Copy out every line of the listing below without changing anything, and leave the pictures out.

:::

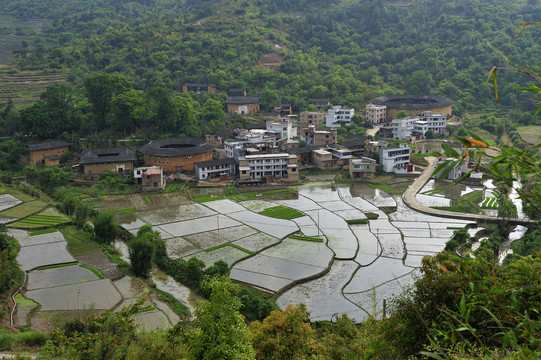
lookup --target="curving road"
[402,157,537,226]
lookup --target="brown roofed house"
[257,53,284,69]
[225,96,259,115]
[182,83,216,94]
[28,140,71,166]
[79,147,137,178]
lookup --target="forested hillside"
[0,0,541,118]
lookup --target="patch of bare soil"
[75,252,124,280]
[32,309,105,333]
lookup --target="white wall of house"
[325,105,355,127]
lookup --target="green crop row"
[346,219,368,225]
[481,198,498,208]
[289,235,323,242]
[259,205,304,220]
[193,195,224,203]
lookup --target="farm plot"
[157,215,242,237]
[0,194,22,211]
[193,195,225,204]
[240,200,276,212]
[0,200,47,219]
[351,226,382,266]
[10,213,70,229]
[334,208,366,220]
[259,205,304,220]
[344,269,418,318]
[26,279,122,311]
[200,199,246,214]
[27,265,99,290]
[276,260,367,321]
[116,213,146,230]
[307,210,359,259]
[234,233,280,252]
[14,229,65,247]
[184,244,250,267]
[165,237,201,259]
[136,204,216,225]
[415,194,451,207]
[337,186,378,212]
[274,196,321,212]
[229,210,299,239]
[17,240,75,270]
[318,200,355,213]
[404,237,450,255]
[299,183,340,204]
[344,257,411,294]
[377,233,404,260]
[293,216,322,236]
[229,253,325,291]
[480,198,498,209]
[262,238,333,268]
[100,195,132,210]
[184,225,257,250]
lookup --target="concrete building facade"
[325,105,355,128]
[366,104,387,125]
[139,138,215,173]
[239,153,299,182]
[380,144,415,174]
[79,147,137,175]
[349,157,376,179]
[28,140,71,166]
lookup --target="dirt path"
[402,157,536,226]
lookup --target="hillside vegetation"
[0,0,540,114]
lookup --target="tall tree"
[83,73,132,127]
[185,277,255,360]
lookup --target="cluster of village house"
[28,84,460,190]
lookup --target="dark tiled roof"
[338,139,366,147]
[184,83,216,87]
[370,95,455,110]
[214,127,237,137]
[139,138,215,157]
[195,158,236,169]
[225,96,259,105]
[79,147,137,165]
[28,140,71,151]
[286,147,312,154]
[244,122,267,130]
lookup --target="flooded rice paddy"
[107,178,488,321]
[6,171,520,328]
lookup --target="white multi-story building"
[412,120,428,136]
[325,105,355,127]
[239,153,299,181]
[194,158,237,180]
[266,119,297,140]
[379,144,415,174]
[391,116,419,140]
[419,111,447,134]
[366,104,387,125]
[224,130,276,160]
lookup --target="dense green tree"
[425,129,436,139]
[92,210,118,244]
[184,277,254,360]
[250,305,322,360]
[84,73,132,128]
[128,232,156,278]
[37,166,74,191]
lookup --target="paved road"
[402,157,536,226]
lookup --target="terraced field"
[0,67,67,105]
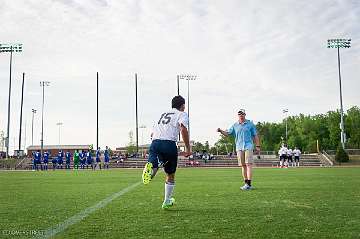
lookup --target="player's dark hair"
[171,95,185,110]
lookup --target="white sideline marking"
[38,182,141,238]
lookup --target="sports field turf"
[0,168,360,239]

:::

ANSWER —
lookup --target="curving road"
[402,157,537,226]
lookup --target="brown roofed house"
[257,53,284,69]
[225,96,259,115]
[182,83,216,94]
[28,140,71,166]
[79,147,137,178]
lookup --target="forested hillside"
[0,0,541,118]
lookup --target="patch of bare soil"
[75,252,124,280]
[32,309,105,333]
lookup --target="white wall of house"
[325,105,355,127]
lookup --target="green crop row"
[346,219,368,225]
[481,198,498,208]
[289,235,323,242]
[259,205,304,220]
[193,195,224,203]
lookup --target="farm plot"
[157,215,242,237]
[0,194,22,211]
[193,195,225,204]
[240,200,276,212]
[0,200,47,219]
[351,226,382,266]
[10,213,70,229]
[334,208,366,220]
[259,205,304,220]
[344,269,418,318]
[26,279,122,311]
[200,199,246,214]
[27,265,99,290]
[276,260,367,321]
[116,213,146,230]
[307,210,359,259]
[234,233,280,252]
[14,229,65,247]
[184,244,250,267]
[165,237,201,259]
[136,204,216,225]
[415,194,451,207]
[337,186,378,212]
[274,196,321,212]
[229,210,299,239]
[17,240,75,270]
[318,200,355,213]
[404,237,450,255]
[299,183,340,204]
[344,257,411,294]
[377,233,404,260]
[293,216,322,236]
[229,253,325,291]
[480,198,498,209]
[262,238,333,268]
[100,195,132,210]
[184,225,257,250]
lookup --target="concrete building facade"
[325,105,355,128]
[366,104,387,125]
[139,138,215,173]
[239,153,299,182]
[380,144,415,174]
[79,147,137,175]
[349,157,376,179]
[28,140,71,166]
lookup --target="dirt path"
[402,157,536,226]
lookup --target="hillside vegetation"
[0,0,540,114]
lookup --target="tall tree"
[83,73,132,127]
[185,277,255,360]
lookup --target="cluster of village house"
[28,84,460,190]
lookup --target="dark tiled roof"
[338,139,366,147]
[184,83,216,87]
[370,95,455,110]
[214,127,237,137]
[139,138,215,157]
[195,158,236,169]
[225,96,259,105]
[79,147,137,165]
[28,140,71,151]
[286,147,312,154]
[244,122,267,130]
lookup --target="flooded rice paddy"
[107,178,488,321]
[6,171,520,328]
lookup --target="white multi-story building"
[412,120,428,136]
[325,105,355,127]
[239,153,299,181]
[194,158,237,180]
[266,119,297,140]
[379,144,415,174]
[391,116,419,140]
[419,111,447,134]
[366,104,387,125]
[224,130,276,160]
lookup --target="dense green tree"
[425,129,436,139]
[92,210,118,244]
[184,277,254,360]
[250,305,322,360]
[84,73,132,128]
[128,232,156,278]
[37,166,74,191]
lookup --target="paved road"
[402,157,536,226]
lookup --target="terraced field"
[0,67,67,105]
lookup --target="player's dark hair"
[171,95,185,110]
lookup --target="white sideline marking"
[38,182,141,238]
lookup --target="sports field turf"
[0,168,360,239]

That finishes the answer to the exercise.